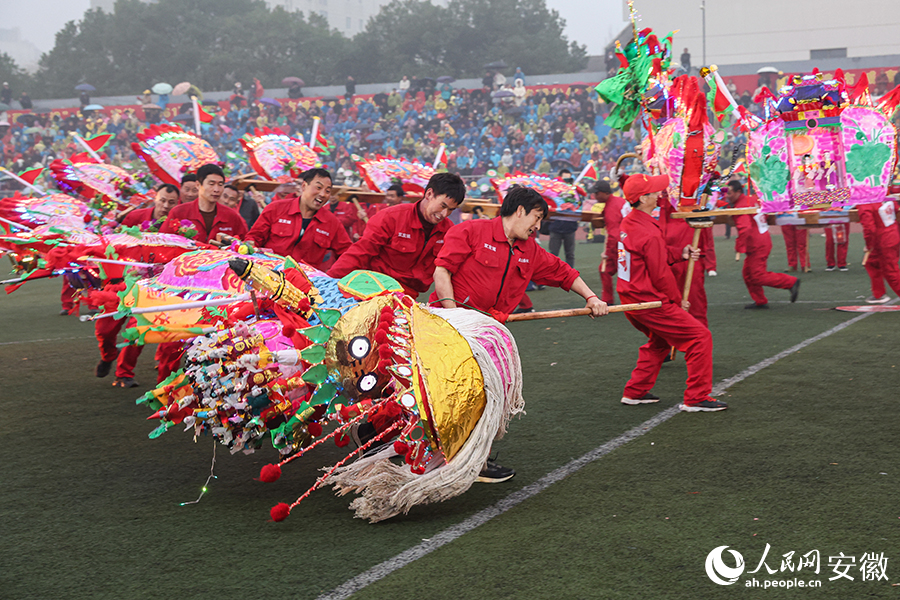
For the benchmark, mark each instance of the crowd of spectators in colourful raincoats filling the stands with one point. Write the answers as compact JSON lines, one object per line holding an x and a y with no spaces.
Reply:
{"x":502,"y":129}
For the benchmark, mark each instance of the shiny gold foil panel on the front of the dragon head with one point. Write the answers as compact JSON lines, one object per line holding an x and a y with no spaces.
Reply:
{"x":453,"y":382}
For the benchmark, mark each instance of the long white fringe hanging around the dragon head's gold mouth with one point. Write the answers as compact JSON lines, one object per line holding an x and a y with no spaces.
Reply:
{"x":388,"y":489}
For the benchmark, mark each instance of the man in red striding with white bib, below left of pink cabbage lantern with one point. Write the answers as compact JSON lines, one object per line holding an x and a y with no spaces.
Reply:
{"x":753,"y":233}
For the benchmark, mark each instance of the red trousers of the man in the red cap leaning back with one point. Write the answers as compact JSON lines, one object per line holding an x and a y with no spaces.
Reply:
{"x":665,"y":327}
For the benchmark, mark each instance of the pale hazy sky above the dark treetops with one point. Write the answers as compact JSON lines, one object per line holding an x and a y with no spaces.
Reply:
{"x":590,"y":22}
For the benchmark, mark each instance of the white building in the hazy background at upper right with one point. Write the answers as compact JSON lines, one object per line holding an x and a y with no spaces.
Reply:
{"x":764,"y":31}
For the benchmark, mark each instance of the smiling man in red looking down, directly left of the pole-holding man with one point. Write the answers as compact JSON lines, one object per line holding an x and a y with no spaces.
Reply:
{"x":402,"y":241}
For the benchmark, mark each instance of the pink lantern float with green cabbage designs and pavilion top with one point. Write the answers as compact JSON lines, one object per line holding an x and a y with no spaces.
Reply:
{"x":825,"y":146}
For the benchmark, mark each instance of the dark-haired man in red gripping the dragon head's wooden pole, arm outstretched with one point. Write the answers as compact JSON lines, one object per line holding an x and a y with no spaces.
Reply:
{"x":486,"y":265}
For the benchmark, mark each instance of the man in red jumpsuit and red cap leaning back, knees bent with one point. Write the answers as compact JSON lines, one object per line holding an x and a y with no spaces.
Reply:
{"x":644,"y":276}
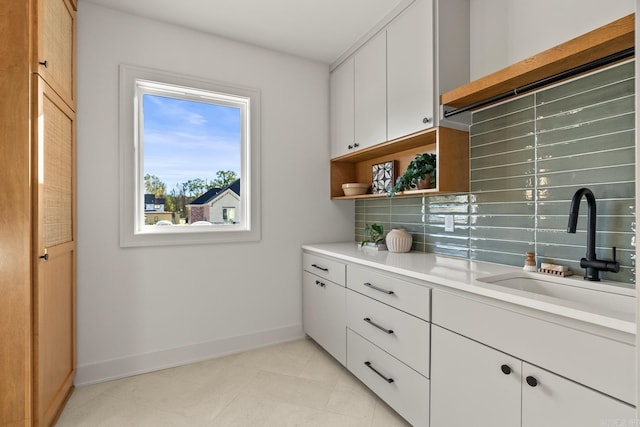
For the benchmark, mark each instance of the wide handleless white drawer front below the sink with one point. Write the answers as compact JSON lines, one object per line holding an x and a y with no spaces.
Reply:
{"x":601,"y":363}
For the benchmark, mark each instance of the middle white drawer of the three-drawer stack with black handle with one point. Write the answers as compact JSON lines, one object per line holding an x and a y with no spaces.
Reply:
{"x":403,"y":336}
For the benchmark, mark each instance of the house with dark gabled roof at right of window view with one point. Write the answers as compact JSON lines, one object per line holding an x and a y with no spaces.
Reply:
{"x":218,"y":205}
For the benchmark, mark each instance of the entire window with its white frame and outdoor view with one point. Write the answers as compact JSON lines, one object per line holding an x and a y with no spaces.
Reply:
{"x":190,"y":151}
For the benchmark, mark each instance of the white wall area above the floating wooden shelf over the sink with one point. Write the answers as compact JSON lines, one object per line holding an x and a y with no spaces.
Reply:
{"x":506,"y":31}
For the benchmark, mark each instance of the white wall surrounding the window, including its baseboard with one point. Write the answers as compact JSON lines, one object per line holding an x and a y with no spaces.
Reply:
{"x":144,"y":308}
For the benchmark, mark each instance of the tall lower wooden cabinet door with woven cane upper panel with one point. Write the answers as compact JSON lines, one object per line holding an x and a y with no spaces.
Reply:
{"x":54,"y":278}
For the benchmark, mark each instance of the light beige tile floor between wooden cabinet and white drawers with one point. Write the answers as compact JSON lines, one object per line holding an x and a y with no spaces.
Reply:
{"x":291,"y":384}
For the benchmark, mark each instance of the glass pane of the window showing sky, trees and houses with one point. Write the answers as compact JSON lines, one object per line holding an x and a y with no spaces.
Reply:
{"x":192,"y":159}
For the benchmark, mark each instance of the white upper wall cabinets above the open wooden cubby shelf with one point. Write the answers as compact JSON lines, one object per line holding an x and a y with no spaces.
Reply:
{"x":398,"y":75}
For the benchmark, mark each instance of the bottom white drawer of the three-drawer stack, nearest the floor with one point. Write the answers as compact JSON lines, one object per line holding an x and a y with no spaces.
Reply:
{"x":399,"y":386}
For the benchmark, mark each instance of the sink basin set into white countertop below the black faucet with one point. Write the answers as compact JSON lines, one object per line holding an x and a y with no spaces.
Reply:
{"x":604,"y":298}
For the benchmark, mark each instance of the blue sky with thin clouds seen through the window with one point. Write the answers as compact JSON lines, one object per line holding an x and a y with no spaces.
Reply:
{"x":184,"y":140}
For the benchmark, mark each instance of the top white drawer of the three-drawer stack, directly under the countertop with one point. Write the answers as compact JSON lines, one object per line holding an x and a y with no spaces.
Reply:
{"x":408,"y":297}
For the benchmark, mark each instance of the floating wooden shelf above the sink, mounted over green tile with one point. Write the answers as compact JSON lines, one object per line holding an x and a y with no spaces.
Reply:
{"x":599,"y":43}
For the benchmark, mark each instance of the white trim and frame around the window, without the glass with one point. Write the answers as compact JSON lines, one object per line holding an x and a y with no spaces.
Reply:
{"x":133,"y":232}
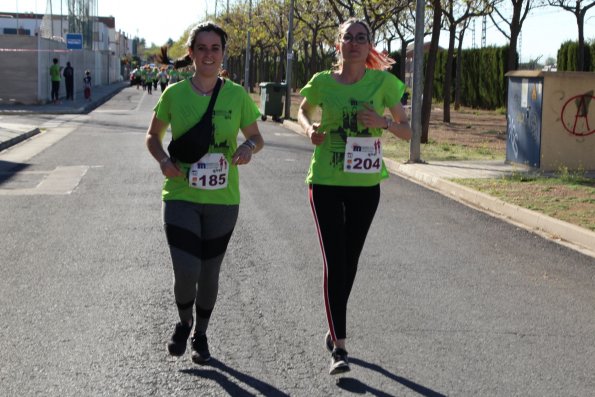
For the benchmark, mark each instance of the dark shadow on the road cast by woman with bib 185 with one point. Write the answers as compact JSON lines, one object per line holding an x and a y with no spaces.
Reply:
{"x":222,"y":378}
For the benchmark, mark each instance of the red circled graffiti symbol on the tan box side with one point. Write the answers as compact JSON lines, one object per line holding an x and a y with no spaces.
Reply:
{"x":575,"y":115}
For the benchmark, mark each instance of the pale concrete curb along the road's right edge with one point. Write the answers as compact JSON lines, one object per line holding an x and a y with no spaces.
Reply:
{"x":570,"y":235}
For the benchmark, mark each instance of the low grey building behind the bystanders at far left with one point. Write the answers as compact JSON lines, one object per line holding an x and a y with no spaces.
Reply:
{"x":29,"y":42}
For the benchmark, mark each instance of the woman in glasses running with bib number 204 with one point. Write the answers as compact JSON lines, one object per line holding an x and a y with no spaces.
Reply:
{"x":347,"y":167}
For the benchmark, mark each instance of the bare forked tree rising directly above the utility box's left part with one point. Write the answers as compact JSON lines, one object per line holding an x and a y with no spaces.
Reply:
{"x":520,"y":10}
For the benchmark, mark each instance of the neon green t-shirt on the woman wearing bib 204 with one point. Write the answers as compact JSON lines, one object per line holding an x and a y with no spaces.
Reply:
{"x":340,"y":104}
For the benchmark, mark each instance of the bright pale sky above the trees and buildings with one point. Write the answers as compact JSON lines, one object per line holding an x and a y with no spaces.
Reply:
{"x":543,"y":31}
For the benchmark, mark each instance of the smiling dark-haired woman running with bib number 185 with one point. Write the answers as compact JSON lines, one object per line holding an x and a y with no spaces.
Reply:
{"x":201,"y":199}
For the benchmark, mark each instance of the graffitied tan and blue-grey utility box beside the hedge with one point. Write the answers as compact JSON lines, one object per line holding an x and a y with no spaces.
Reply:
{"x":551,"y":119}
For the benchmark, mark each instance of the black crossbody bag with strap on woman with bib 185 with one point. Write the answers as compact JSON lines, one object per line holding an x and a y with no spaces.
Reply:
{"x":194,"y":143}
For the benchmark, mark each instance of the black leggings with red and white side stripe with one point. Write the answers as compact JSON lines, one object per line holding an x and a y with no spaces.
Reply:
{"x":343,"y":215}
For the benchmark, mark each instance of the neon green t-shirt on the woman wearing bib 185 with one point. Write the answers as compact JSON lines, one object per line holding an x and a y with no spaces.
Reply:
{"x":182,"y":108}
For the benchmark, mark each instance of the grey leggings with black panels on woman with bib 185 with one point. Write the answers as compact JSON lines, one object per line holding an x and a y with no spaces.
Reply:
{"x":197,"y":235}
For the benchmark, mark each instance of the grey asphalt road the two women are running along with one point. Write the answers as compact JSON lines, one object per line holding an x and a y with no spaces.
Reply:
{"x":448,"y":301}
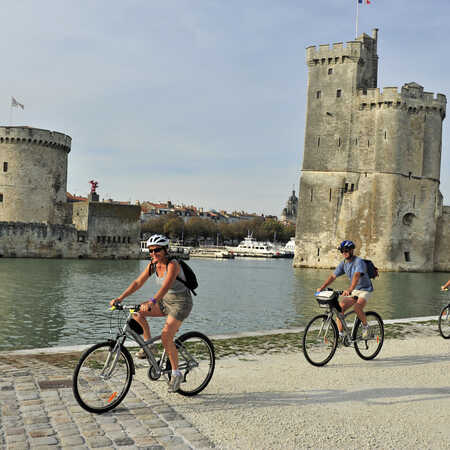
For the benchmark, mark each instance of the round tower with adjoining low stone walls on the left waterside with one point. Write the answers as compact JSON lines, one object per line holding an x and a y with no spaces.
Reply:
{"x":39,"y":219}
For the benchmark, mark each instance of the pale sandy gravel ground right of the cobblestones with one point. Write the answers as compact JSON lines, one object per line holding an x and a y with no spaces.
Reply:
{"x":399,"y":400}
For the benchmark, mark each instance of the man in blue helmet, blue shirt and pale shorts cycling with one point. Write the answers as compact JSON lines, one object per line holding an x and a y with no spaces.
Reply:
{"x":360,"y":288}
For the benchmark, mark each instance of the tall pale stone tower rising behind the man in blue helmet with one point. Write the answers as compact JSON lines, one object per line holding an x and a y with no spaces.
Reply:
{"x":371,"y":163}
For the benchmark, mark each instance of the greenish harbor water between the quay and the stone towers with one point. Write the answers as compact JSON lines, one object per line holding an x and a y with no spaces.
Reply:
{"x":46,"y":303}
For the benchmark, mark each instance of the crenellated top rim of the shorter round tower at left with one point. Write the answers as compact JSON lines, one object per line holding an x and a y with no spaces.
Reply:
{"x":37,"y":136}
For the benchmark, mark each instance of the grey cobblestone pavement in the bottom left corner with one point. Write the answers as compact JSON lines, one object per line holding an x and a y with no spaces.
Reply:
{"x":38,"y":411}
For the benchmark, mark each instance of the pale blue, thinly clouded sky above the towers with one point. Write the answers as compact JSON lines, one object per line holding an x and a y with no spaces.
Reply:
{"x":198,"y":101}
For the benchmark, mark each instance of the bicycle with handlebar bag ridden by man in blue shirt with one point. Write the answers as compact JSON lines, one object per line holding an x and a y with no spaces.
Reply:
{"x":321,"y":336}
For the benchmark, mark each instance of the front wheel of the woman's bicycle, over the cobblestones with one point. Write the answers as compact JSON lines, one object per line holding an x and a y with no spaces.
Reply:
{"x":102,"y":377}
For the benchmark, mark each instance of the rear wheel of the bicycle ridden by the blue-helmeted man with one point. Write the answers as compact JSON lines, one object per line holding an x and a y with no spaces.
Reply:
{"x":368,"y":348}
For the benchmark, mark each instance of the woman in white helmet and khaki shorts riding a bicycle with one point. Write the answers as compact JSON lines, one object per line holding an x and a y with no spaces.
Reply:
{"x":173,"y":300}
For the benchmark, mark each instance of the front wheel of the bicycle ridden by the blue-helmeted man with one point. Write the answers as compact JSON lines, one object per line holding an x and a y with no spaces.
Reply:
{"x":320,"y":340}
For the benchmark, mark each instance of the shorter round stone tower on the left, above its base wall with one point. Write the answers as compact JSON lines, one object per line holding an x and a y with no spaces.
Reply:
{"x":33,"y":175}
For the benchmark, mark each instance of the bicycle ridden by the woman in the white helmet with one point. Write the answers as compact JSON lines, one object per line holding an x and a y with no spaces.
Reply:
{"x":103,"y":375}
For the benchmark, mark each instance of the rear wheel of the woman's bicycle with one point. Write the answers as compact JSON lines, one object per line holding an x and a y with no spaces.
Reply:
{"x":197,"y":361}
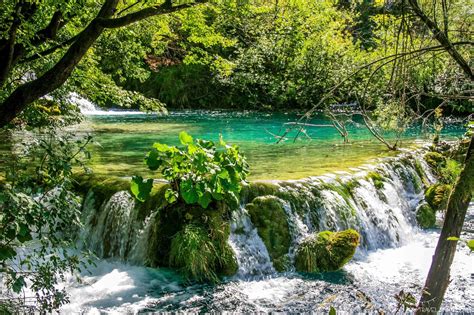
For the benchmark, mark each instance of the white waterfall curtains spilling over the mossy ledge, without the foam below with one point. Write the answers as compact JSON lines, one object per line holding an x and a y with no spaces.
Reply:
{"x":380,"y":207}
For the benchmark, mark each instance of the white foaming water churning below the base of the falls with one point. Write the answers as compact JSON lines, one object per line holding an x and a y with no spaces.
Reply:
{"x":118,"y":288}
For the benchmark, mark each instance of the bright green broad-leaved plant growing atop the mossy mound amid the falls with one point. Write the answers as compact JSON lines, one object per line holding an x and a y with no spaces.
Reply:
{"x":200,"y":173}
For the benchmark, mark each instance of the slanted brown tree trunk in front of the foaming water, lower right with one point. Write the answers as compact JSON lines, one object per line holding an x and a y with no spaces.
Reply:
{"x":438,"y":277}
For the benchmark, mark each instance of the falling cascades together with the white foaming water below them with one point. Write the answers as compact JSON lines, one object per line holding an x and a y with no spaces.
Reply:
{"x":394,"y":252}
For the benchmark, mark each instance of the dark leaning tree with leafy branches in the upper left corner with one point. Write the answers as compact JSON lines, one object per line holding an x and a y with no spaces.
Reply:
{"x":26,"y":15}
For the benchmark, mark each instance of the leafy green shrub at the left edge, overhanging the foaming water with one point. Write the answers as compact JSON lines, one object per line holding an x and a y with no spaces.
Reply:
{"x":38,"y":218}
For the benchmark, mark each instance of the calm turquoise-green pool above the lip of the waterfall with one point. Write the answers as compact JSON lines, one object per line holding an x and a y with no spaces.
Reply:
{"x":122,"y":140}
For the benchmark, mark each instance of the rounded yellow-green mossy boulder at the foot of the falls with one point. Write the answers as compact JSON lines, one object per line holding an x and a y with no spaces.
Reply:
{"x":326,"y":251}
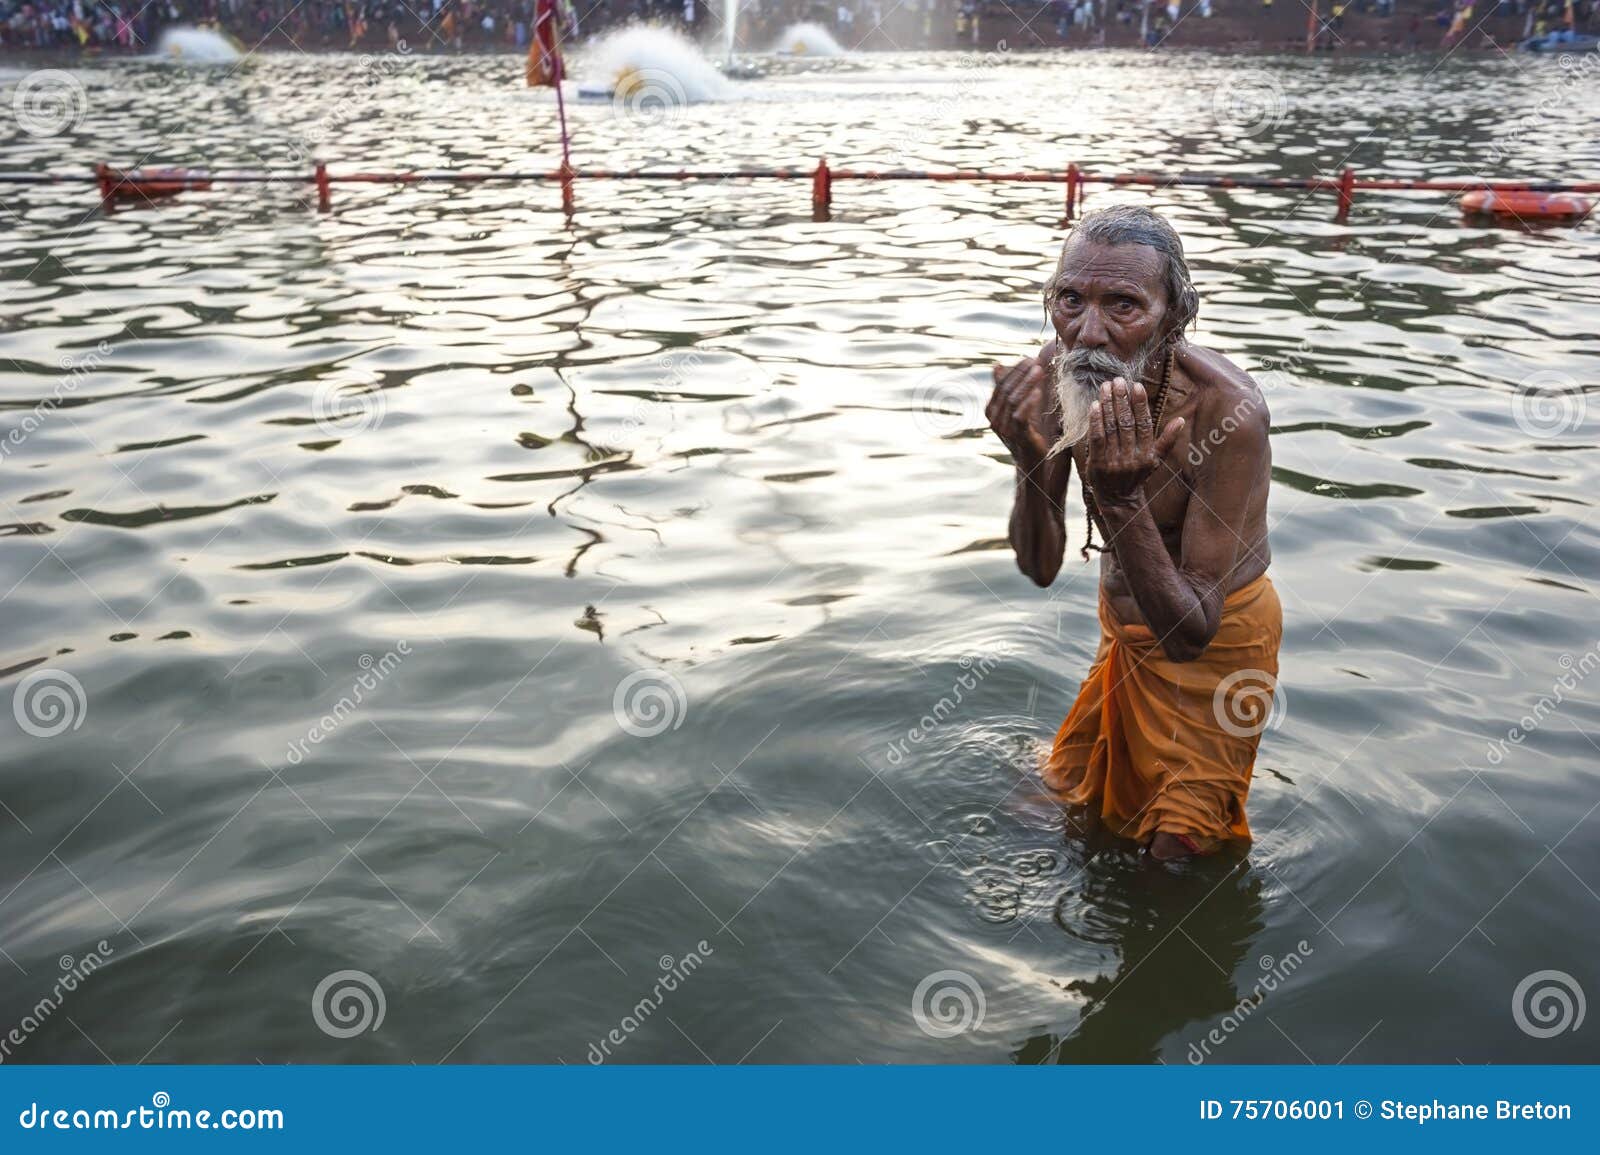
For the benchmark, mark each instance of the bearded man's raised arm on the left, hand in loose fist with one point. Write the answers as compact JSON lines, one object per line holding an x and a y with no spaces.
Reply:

◇ ◇ ◇ ◇ ◇ ◇ ◇

WORK INSTRUCTION: Lines containing the string "helmeted" are the ones to copy from the entries above.

SOLUTION TO THIS EXERCISE:
For the benchmark, mark each instance of the rear wheel of the bicycle ridden by the blue-helmeted man with one point. Write the answers as compact JSON lines, one object per line holding an x and a y with no spaces.
For the benchmark, mark each instance of the front wheel of the bicycle ridden by the blue-helmeted man with one point. Write the answers as compact JSON lines, one object per line holding an x and a y with no spaces.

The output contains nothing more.